== Exercise goal ==
Print the data below exactly, but only the lines from the one containing "Target: young girl" down to the one containing "Target: white flower cluster", inclusive.

== Available records ==
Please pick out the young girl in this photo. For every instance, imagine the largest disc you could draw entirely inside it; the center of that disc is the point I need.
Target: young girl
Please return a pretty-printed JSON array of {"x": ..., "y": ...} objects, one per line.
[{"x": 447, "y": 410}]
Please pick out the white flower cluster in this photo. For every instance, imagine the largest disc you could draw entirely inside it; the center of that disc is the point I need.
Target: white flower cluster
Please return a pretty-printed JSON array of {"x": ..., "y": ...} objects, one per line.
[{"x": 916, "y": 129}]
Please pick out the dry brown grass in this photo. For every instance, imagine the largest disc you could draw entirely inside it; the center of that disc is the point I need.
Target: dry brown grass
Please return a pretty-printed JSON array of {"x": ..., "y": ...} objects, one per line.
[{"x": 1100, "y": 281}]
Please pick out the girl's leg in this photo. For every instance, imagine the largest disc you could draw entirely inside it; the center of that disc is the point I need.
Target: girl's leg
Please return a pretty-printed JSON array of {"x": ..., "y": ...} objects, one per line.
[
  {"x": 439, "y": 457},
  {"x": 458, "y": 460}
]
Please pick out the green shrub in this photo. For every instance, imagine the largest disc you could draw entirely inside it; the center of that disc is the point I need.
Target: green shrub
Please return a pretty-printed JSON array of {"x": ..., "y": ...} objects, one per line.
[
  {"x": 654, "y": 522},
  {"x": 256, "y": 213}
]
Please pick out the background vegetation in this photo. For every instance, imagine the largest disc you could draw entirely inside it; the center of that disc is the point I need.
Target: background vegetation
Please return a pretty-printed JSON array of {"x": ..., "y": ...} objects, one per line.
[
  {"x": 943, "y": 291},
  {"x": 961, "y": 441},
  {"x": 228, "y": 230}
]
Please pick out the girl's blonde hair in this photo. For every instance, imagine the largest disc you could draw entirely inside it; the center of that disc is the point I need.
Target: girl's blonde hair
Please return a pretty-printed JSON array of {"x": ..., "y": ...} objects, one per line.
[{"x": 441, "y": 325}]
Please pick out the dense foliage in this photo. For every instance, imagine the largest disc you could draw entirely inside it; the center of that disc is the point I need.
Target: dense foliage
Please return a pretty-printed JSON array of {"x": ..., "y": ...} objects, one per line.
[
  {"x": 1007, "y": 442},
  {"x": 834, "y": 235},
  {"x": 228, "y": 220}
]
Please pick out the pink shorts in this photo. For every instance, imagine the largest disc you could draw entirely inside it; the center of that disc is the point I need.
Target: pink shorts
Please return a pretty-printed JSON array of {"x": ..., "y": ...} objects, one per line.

== Reply ==
Target: young girl
Please return a pretty-printed JSON array of {"x": ..., "y": ...} objects, one per line.
[{"x": 447, "y": 410}]
Please pick out the white flower cluster in this photo. For every instance, imagine the largest disc you could draw entirely inside it; the center of that disc is the point I need.
Target: white flower cluster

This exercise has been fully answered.